**Text shown**.
########
Gene discovery is exciting science, the stuff of headlines and awards. But many researchers at the School are doing a brand of genetic research that takes the difficult but perhaps less glamorous step of plugging exposure into the genetics equation. They are asking what the health consequences will be if people with a particular gene--or a particular mutation in a particular gene--smoke, get exposed to toxic chemicals, or eat high-fat diets. Karl Kelsey, a professor in the Department of Cancer Cell Biology, says emphatically, "I am at the School of Public Health, and I am interested in diseases caused by exposures." Furthermore, says Kelsey, there are many questions about disease causation that the gene hunters simply can't answer. "When you have a disease that's caused by an exposure, penetrance [the frequency with which a gene manifests its effect] is necessarily going to be affected by exposure. Consequently, it becomes problematic and almost impossible to do classic linkage analysis to find genetic determinants."

But just how, and at what level, researchers go about studying the gene-exposure relationship is as varied as the answers they might find. Kelsey, for example, depends on tumor cells from Mass General lung cancer patients, whom he and others in his department have been following for years. Through PCR and other techniques, he is able to identify the genetic alterations in these tumor cells (they wouldn't be tumor cells if they weren't genetically fouled up in some way). Then he uses regression analysis to relate this genetic information to both disease and exposures. In a sense, what Kelsey is trying to do is recreate the crime--the crime being the transformation of a normal cell into its cancerous counterpart. "What I am interested in sorting out is the pattern of genetic alteration and how that gives rise to this disease," he explains. "How do you get there? What mechanistically occurs? And you can do that if you build a model, in an epidemiologic sense. But you have to know everything about the person. You've got to know when they started smoking, when they stopped, and all of those nice epidemiologic determinants." A paper that Kelsey published in Cancer Research in May is an example of the epidemiologic reasoning and design he is talking about. Combing through the genes of cells collected from 40 lung tumors, Kelsey and his colleagues showed that the tumor cells were missing chunks of a tumor suppressor gene called FHIT, an omission that was quite different from the reshuffling pattern, or "point mutations," seen in another tumor suppressor gene, the p53 gene. They were also able to show that asbestos exposure and smoking were significantly associated with these fhit deletions.

Associate Professor Claire Doerschuk: it makes sense to use antisense.
########
**Raw data**.
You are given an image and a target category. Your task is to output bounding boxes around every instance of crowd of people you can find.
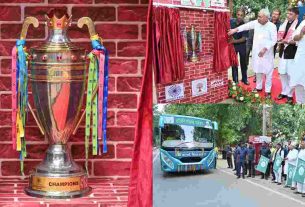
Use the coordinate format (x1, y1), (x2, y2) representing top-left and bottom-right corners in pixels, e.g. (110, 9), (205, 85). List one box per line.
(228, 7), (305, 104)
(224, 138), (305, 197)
########
**Questions to answer**.
**a.** Answer these questions using the text on gene-exposure research:
(i) In which department is Karl Kelsey a professor?
(ii) Cells from how many lung tumors did Kelsey and his colleagues examine for the paper in Cancer Research?
(iii) Which two exposures were significantly associated with the fhit deletions?
**b.** Pick up the text on gene-exposure research after its last line, "Associate Professor Claire Doerschuk: it makes sense to use antisense."

**Answers below**.
**a.**
(i) The Department of Cancer Cell Biology.
(ii) 40.
(iii) Asbestos exposure and smoking.

**b.**
Yet there are other ways to skin the gene-exposure cat. Associate Professor Claire Doerschuk in the environmental health department is an expert on how lung inflammation at both the molecular and cellular levels is orchestrated in response to tobacco smoke, ozone, and bacterial infections. Although the inflammatory response is usually beneficial, it can also cause harm, so lung disease researchers have been intensely interested in how the inflammation is regulated and how, in certain situations, it might be switched off. Like many other researchers these days, Doerschuk uses mutant mice in her labs--25 varieties in her case. Although this is admittedly an oversimplified explanation, mutant mice experiments can be explained as disabling, or "knocking out," a gene that makes a molecule deemed crucial to some biological system of interest--and then watching to see what happens during the mouse's exposure to infection or other stimulus. It's common to buy off-the-shelf versions of knockout mice. But often researchers want to tailor make a knockout mouse to their investigation. Making a knockout mouse from scratch, so to speak, is a painstaking process, one that involves manipulating the genes of tiny mouse embryos consisting of just a few cells. For example, it took Brian Glassner in Toxicology Professor Leona Samson's lab over a year to make a knockout mouse for experiments that Samson is doing on DNA repair genes.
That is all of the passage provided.